## Start TEXT PASSAGE

The invention is particularly applicable to the conical cutters on earth boring drills wherein two or more such cutters are mounted in juxtaposed relation to roll upon and disintegrate the bottom of the hole. While the invention is hereinafter described in connection with the cone type of well drill, it is to be understood that the invention may find utility in well drills having other types of rolling cutters such as those used in reamers, core bits and cross roller bits.
Much difficulty has been experienced in the drilling of certain earth formations having high compressive strengths ranging from 50,000 to 70,000 pounds per square inch, such as quartzite, chert, granite,etc. which are also extremely hard and abrasive. Frequently only three to five feet of hard, abrasive formation can be cut by a single conventional bit and at a very slow penetration rate. It is then necessary to remove the drill string from the well bore, attach a new hit and go back into the hole. Not only does this require the use of a number of bits for drilling relatively few feet of hole but much time is consumed. When drilling below 12,000 feet, as is frequently the case in modern oil field development, as much as ten hours may be required to come out of the hole, replace the worn drill bit, return to bottom and resume drilling operations. Since operating expense is in the neighborhood of $40.00 per hour or more for rotary drilling rigs capable of sinking a well to these great depths, the cost per foot of penetration is extremely high when said hard formations are encountered.
Also, when conventional rock bits are used to drill formations such as chert, quartzite or the like, care must be taken to withdraw the bit from the hole before the bore of the hole becomes appreciably undersize. It is difficult to ascertain just when the bore hole is becoming undersize. This means that even an experienced driller may pull a bit long before it has become dangerous to continue its use, and he may have the next bit in the hole too long, resulting in an undergage hole. The succeeding bit will be required to ream this undergage hole. This may damage the gage surface so that it may be advisable to ream to bottom with the bit and pull it without making any new hole.
The primary object of the invention is to provide a rotary drill bit capable of drilling hard, abrasive formations at a faster penetration rate 2 and over longer periods of time than had with conventional rock bits.
Another object is to provide a drill bit which will maintain full gage hole in the hardest and most abrasive of rock formations.
Still another object is to provide a drill bit having rolling cutters on which the cutting elements are so formed and arranged that they will dieintegrate full bottom of the hole, are capable of resisting the abrasive action of extremely hard earth formations and will, at the same time, effect rapid disintegration of such formations.
Another object is to provide a composite rolling cutter structure for drill bits in which carbide cutting elements are secured in the body of the cutter in a manner that such material can be utilized without breaking or crumbling under the tremendous impact loads involved in drilling high strength earth formations.
A further object is to provide a drill bit in which the cutting elements on adjacent cutters move in such contiguity that a self-cleaning action is effected.
Still another object is to provide a drill bit having rolling cutters on which the cutting elements are so arranged that they are adapted to interfit and hence to effect the cleaning action already indicated.

## End TEXT PASSAGE
## Start DATA TO USE

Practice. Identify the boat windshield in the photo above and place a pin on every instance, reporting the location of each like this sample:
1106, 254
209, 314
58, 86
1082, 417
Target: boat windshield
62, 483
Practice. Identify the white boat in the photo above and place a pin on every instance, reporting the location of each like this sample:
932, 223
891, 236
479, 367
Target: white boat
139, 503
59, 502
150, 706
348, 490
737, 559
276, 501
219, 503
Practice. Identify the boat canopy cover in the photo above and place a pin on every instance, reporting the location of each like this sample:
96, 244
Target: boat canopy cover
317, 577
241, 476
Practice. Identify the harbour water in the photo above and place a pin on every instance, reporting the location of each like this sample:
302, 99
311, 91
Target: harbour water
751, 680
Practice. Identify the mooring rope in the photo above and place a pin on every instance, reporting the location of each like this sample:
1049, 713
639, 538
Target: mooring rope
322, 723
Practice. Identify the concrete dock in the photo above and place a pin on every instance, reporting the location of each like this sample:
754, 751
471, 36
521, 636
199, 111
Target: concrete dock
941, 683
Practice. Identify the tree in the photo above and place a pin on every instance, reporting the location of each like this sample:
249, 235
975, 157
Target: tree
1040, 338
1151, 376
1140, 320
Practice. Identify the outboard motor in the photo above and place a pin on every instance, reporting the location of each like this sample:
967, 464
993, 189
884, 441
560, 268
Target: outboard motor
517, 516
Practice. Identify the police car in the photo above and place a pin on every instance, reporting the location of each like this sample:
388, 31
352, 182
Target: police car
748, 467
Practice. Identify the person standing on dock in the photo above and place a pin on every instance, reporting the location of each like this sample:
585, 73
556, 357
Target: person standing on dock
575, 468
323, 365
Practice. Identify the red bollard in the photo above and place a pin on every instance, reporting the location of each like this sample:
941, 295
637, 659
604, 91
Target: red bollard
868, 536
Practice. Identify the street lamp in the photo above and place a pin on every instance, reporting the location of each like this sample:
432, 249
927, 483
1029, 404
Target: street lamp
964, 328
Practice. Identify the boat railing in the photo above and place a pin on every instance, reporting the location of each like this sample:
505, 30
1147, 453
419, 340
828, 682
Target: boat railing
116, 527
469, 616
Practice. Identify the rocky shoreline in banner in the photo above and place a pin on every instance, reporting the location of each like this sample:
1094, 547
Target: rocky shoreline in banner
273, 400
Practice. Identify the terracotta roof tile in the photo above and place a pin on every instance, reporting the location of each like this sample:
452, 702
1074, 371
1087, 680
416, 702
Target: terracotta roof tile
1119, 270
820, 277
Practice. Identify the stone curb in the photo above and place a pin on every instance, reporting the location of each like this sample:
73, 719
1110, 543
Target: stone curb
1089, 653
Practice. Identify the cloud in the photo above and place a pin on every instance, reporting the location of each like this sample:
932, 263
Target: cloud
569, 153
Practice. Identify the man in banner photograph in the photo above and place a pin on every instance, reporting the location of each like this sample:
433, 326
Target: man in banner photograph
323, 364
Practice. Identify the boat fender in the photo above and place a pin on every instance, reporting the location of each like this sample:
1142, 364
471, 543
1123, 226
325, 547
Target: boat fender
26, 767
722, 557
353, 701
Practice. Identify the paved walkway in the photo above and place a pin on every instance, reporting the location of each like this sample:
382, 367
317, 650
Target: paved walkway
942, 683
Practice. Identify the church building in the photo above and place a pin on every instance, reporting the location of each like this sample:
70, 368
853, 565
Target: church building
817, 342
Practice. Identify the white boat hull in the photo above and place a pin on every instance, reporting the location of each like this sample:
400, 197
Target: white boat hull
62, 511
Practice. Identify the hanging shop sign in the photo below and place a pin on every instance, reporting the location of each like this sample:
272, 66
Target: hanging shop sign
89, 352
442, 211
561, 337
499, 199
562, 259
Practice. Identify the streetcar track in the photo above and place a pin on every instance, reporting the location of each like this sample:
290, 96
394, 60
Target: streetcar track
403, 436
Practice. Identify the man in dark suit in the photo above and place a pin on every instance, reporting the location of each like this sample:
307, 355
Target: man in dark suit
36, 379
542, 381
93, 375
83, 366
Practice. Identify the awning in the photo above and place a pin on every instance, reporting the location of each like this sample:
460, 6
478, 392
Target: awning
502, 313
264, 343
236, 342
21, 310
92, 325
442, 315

## End DATA TO USE

* _TASKS_:
A. Return the stretch of the drill bit passage from "The primary object" through "conventional rock bits.".
B. List every line of the listing that contains the string "tile", treating uppercase and lowercase letters as distinct.

* _WORKED SOLUTIONS_:
A.
The primary object of the invention is to provide a rotary drill bit capable of drilling hard, abrasive formations at a faster penetration rate 2 and over longer periods of time than had with conventional rock bits.

B.
Practice. Identify the terracotta roof tile in the photo above and place a pin on every instance, reporting the location of each like this sample:
Target: terracotta roof tile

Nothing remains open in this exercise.